-- Records from a data source --
◆ ◆ ◆

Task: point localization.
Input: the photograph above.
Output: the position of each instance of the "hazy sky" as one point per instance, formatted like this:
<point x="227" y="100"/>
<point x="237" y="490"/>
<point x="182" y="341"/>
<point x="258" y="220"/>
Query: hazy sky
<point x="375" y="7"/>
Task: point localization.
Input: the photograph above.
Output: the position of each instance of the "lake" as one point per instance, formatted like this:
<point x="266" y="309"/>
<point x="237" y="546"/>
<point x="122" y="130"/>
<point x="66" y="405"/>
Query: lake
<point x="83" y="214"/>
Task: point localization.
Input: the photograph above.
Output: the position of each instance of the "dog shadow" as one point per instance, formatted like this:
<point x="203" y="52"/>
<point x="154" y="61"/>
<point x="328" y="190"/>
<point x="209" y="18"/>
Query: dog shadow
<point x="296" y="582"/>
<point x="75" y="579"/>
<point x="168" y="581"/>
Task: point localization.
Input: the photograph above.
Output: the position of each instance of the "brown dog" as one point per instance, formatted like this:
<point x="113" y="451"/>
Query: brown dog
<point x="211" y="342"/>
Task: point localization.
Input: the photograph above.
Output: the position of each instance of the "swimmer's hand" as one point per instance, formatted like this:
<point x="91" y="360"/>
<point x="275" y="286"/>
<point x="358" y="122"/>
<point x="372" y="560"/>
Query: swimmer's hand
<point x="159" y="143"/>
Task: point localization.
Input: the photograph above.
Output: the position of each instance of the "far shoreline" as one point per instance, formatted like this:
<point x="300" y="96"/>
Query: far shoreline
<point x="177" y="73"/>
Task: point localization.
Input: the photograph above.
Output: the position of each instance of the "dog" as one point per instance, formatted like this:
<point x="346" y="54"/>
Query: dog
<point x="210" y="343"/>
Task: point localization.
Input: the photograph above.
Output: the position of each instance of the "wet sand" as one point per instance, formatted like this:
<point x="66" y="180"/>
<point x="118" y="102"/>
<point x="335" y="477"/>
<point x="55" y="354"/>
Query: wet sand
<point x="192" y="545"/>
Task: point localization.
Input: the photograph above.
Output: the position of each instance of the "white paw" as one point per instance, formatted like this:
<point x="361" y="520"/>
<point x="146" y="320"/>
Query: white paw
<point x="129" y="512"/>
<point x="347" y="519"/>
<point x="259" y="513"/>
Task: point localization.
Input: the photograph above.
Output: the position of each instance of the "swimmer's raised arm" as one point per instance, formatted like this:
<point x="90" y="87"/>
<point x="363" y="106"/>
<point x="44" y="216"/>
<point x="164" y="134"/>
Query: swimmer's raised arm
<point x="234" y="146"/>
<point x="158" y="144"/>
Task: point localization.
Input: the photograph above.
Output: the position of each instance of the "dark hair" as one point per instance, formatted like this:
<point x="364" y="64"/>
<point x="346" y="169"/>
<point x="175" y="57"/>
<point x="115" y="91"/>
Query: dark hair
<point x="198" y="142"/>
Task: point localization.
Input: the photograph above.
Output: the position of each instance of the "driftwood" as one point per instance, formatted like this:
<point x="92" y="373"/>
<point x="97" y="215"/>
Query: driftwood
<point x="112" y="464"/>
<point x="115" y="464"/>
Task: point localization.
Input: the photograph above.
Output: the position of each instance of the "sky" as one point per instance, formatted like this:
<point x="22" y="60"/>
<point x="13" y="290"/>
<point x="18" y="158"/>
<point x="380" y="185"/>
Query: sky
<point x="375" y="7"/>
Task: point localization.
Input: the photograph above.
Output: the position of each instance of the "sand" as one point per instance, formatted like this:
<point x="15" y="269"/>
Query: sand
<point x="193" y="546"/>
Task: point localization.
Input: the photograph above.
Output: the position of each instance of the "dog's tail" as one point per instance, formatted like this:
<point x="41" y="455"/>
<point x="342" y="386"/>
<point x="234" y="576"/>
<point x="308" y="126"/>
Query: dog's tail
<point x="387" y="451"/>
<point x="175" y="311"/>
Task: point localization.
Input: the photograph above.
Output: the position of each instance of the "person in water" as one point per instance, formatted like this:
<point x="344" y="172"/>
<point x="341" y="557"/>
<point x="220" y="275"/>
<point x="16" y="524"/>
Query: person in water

◆ ◆ ◆

-- Exercise aim --
Return all the data above once more, precisely as given.

-- Exercise response --
Task: point localization.
Input: the photograph above.
Output: the position of each instance of the "hazy sky" as one point per instance, formatted like this:
<point x="227" y="100"/>
<point x="237" y="490"/>
<point x="182" y="341"/>
<point x="258" y="220"/>
Query: hazy sky
<point x="375" y="7"/>
Task: point localization.
Input: the photograph above.
Output: the position of each instance of the "lake" as one point per instance, formatted like this:
<point x="266" y="309"/>
<point x="237" y="546"/>
<point x="122" y="130"/>
<point x="66" y="405"/>
Query: lake
<point x="83" y="214"/>
Task: point localization.
Input: the photograph above.
Output: the position of each instance of the "dog shadow" as one point per instance, formatted like this:
<point x="203" y="52"/>
<point x="154" y="61"/>
<point x="328" y="190"/>
<point x="209" y="18"/>
Query: dog shadow
<point x="296" y="582"/>
<point x="75" y="579"/>
<point x="168" y="581"/>
Task: point localization.
Input: the photograph above.
Output: the position of each instance of the "brown dog" as one point per instance, formatted like this:
<point x="113" y="451"/>
Query: brown dog
<point x="211" y="342"/>
Task: point localization.
Input: the photograph above.
Output: the position of each instance of the "swimmer's hand" as one point per instance, formatted like this:
<point x="91" y="360"/>
<point x="275" y="286"/>
<point x="358" y="122"/>
<point x="372" y="560"/>
Query: swimmer's hand
<point x="159" y="143"/>
Task: point localization.
Input: the photograph above.
Output: the position of each instance of the "far shoreline" as one point per instance, formatted like this:
<point x="300" y="96"/>
Query: far shoreline
<point x="177" y="73"/>
Task: point localization.
Input: the photograph above.
Output: the position of each instance of the "dog" as one point per instance, formatted like this:
<point x="346" y="54"/>
Query: dog
<point x="210" y="343"/>
Task: point localization.
Input: the photograph above.
Output: the position of each instance of the "wet sand" as one point per instance, formatted like this:
<point x="66" y="180"/>
<point x="118" y="102"/>
<point x="335" y="477"/>
<point x="55" y="354"/>
Query: wet sand
<point x="192" y="545"/>
Task: point localization.
Input: the photograph above.
Output: the position of each instance of the "white paw" as one point per instance, formatted like this:
<point x="361" y="520"/>
<point x="146" y="320"/>
Query: white paw
<point x="129" y="512"/>
<point x="347" y="519"/>
<point x="259" y="513"/>
Task: point localization.
Input: the photograph above.
Output: the position of each instance of the "swimmer's raised arm" as one point per instance, formatted like this:
<point x="90" y="87"/>
<point x="363" y="106"/>
<point x="44" y="216"/>
<point x="164" y="134"/>
Query: swimmer's raised arm
<point x="234" y="146"/>
<point x="158" y="144"/>
Task: point localization.
Input: the photograph above.
Output: the position of each instance of the "dark hair" as one point per instance, formatted like this:
<point x="364" y="64"/>
<point x="346" y="169"/>
<point x="175" y="57"/>
<point x="115" y="91"/>
Query: dark hair
<point x="198" y="142"/>
Task: point localization.
Input: the photograph above.
Output: the position of each instance of the "driftwood" as one point per instance, formatted like this:
<point x="92" y="373"/>
<point x="97" y="215"/>
Query: driftwood
<point x="112" y="464"/>
<point x="115" y="464"/>
Task: point localization.
Input: the photograph above.
Output: the position of each instance of the "sky" as one point per instance, formatted like this:
<point x="22" y="60"/>
<point x="13" y="290"/>
<point x="18" y="158"/>
<point x="380" y="185"/>
Query: sky
<point x="375" y="7"/>
Task: point localization.
Input: the photograph above.
Output: the position of each instance of the "sand" as one point per instance, formatted like this:
<point x="15" y="269"/>
Query: sand
<point x="193" y="546"/>
Task: point localization.
Input: the photograph above.
Output: the position of each instance of the "dog's tail" as one point per instance, formatted like this:
<point x="41" y="455"/>
<point x="342" y="386"/>
<point x="234" y="576"/>
<point x="308" y="126"/>
Query: dog's tail
<point x="387" y="451"/>
<point x="175" y="311"/>
Task: point localization.
Input: the photograph above.
Output: the position of each instance of the "person in water" as one point per instance, formatted like this:
<point x="344" y="172"/>
<point x="341" y="557"/>
<point x="220" y="275"/>
<point x="16" y="524"/>
Query: person in water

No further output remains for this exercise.